--- Start ---

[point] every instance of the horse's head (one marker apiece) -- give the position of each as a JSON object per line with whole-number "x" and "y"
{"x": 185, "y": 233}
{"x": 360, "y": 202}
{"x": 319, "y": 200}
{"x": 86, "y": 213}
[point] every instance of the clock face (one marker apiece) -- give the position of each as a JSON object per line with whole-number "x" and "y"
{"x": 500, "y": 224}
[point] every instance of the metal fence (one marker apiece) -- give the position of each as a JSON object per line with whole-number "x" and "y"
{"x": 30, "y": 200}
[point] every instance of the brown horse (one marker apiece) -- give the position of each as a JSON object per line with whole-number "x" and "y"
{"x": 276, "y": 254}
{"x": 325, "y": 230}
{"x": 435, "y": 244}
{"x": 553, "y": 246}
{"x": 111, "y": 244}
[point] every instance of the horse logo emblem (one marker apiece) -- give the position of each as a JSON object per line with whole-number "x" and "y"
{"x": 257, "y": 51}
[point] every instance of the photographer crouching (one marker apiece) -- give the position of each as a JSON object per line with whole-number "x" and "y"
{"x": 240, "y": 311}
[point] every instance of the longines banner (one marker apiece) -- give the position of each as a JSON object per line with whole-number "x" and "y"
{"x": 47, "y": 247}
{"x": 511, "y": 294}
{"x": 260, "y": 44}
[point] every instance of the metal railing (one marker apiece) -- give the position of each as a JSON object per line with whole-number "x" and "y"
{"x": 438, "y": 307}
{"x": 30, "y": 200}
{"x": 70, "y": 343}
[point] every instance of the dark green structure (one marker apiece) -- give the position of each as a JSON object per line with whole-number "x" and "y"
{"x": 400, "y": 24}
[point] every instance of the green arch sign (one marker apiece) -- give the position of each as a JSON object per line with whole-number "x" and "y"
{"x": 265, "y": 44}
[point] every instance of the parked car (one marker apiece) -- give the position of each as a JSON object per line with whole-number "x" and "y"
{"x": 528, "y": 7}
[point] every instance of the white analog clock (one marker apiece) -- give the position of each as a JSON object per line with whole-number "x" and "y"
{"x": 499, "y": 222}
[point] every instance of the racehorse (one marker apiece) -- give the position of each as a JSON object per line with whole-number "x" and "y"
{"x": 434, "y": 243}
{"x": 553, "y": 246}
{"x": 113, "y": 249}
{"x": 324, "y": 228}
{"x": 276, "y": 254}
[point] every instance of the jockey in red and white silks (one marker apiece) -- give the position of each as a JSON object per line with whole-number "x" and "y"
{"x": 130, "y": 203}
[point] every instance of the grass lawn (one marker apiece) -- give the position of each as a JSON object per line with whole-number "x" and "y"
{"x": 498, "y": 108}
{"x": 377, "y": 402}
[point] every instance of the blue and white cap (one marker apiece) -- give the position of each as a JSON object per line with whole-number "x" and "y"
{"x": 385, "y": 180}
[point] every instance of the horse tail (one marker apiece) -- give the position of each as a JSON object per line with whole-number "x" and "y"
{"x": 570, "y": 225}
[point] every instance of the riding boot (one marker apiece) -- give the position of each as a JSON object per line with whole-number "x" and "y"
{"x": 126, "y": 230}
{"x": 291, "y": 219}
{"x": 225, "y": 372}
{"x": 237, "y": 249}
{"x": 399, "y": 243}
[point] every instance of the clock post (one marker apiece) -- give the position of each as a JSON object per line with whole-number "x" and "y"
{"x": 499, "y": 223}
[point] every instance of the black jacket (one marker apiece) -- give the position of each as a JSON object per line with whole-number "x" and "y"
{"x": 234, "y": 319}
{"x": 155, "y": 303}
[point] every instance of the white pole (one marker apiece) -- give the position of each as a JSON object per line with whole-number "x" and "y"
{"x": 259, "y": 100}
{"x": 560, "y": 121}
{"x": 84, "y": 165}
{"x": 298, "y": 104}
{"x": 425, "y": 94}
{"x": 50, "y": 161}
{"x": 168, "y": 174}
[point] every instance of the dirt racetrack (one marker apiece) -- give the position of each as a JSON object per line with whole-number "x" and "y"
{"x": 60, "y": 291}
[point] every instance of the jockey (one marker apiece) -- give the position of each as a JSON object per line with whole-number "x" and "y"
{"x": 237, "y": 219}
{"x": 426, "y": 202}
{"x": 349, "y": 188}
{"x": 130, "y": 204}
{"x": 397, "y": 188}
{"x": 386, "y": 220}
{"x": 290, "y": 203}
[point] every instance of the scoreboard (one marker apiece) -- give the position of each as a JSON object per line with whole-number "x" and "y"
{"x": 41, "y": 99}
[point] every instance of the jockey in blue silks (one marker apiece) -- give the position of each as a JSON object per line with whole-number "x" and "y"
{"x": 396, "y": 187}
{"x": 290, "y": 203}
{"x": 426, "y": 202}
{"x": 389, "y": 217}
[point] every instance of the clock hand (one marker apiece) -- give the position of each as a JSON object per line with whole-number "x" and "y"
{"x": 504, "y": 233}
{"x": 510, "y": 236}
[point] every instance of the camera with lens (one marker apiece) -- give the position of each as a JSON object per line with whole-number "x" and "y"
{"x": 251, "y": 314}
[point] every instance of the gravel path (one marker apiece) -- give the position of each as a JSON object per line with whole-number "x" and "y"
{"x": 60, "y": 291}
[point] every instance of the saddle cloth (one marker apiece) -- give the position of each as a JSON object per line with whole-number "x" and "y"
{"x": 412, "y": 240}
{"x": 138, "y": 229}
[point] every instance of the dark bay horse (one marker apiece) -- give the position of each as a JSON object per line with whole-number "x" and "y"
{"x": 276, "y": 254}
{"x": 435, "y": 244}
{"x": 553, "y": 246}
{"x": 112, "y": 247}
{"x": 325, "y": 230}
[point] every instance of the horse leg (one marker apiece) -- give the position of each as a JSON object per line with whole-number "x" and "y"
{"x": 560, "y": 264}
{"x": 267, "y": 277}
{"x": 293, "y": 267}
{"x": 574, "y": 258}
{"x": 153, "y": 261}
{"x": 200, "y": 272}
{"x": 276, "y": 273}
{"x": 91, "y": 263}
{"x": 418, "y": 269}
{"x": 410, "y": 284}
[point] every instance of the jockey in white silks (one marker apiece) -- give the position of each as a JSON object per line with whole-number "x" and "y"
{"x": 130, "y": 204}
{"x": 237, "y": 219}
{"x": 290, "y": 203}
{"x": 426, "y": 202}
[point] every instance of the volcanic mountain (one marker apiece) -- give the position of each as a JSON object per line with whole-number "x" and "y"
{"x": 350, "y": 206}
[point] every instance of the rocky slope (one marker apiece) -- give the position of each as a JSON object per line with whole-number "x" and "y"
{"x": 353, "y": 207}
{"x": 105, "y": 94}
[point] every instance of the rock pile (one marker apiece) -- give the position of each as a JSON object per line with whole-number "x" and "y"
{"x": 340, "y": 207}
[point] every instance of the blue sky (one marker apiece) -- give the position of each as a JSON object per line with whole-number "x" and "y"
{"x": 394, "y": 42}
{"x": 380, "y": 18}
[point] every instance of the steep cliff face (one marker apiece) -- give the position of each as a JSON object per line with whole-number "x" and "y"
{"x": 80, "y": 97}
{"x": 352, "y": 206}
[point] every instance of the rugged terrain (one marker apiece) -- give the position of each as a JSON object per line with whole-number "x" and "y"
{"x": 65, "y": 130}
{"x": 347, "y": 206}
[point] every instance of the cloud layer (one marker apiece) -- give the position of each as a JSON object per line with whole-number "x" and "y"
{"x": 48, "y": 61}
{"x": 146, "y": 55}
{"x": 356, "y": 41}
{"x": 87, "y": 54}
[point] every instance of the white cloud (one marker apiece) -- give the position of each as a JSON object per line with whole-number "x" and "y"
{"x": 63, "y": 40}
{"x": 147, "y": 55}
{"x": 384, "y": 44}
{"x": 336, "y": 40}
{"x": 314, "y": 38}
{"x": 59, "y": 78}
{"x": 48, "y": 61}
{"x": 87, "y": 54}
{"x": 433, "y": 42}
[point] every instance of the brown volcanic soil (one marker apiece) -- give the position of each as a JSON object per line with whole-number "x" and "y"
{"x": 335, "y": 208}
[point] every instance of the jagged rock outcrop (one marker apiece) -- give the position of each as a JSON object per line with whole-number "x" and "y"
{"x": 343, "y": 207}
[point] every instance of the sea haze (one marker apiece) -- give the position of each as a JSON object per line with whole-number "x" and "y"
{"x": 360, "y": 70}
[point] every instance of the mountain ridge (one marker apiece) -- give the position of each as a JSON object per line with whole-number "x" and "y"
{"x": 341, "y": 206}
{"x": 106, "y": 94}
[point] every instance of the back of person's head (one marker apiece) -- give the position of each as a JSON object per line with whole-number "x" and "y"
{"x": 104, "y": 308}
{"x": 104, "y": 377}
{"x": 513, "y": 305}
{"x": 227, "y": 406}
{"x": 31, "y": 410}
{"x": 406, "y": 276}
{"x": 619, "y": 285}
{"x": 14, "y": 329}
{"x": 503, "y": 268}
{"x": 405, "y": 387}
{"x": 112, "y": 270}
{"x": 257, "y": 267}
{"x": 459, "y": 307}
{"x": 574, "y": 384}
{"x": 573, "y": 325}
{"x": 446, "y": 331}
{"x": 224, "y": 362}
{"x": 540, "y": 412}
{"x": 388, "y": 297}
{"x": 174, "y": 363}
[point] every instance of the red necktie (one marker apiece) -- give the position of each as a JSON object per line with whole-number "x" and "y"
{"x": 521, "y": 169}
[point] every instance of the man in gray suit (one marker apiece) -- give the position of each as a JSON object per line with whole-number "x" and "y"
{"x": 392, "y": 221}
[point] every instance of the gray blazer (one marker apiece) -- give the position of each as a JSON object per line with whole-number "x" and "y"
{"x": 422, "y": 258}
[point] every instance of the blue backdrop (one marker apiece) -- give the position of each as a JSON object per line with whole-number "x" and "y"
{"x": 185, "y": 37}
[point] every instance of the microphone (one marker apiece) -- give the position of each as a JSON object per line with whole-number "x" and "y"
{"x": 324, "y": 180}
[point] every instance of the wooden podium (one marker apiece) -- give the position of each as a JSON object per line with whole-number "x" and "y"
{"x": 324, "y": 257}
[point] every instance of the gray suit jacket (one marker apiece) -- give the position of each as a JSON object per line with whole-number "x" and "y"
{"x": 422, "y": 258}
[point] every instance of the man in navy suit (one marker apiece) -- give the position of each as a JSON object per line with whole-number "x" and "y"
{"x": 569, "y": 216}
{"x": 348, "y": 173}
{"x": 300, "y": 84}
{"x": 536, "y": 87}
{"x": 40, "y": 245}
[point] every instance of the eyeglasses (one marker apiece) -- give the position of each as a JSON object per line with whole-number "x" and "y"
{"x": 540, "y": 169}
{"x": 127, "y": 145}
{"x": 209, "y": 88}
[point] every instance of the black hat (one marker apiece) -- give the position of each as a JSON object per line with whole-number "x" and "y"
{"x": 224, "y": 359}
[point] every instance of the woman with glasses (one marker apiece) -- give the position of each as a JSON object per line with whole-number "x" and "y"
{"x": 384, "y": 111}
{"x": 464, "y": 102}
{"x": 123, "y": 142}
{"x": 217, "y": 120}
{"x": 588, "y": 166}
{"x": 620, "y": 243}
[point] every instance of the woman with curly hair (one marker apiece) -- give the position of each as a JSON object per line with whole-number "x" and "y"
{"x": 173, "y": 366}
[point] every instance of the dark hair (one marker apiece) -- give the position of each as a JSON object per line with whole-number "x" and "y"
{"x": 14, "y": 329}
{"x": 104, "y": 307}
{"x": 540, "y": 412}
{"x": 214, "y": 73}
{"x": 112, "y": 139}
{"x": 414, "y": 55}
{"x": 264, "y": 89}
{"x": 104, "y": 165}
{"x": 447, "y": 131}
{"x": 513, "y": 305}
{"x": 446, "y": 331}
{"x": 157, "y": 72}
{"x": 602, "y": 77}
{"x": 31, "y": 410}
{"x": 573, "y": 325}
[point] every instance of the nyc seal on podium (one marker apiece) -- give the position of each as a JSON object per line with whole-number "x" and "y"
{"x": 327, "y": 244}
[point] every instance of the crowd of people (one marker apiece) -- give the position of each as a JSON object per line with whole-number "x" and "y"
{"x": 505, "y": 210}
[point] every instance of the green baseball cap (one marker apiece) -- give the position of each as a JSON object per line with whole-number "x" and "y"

--- End ---

# Task to carry out:
Look above for the line that holds "[point] every instance of the woman with curly", then copy it and each line after it exactly, through the last line of the data.

# Solution to the problem:
[point] every instance of the woman with curly hair (one marker apiece) -- give the position of each as a JSON object per line with whole-number "x" and "y"
{"x": 173, "y": 366}
[point] every instance of the dark hair (one marker apiece) -- give the position of each as a JSON object per line with whole-number "x" and "y"
{"x": 14, "y": 329}
{"x": 104, "y": 307}
{"x": 540, "y": 412}
{"x": 214, "y": 73}
{"x": 112, "y": 139}
{"x": 414, "y": 55}
{"x": 264, "y": 89}
{"x": 104, "y": 165}
{"x": 447, "y": 131}
{"x": 513, "y": 305}
{"x": 446, "y": 331}
{"x": 157, "y": 72}
{"x": 602, "y": 77}
{"x": 31, "y": 410}
{"x": 573, "y": 325}
[point] every instance of the nyc seal on podium (one marker apiece) -- give the position of each as a JSON object per line with whole-number "x" and "y"
{"x": 327, "y": 244}
[point] every instance of the crowd of people (one marker apiece) -- give the position of each as a JSON object per line with whole-number "x" and "y"
{"x": 505, "y": 210}
[point] every instance of the green baseball cap (one marker apiece) -- give the position of each as a JSON object per line with whole-number "x" and "y"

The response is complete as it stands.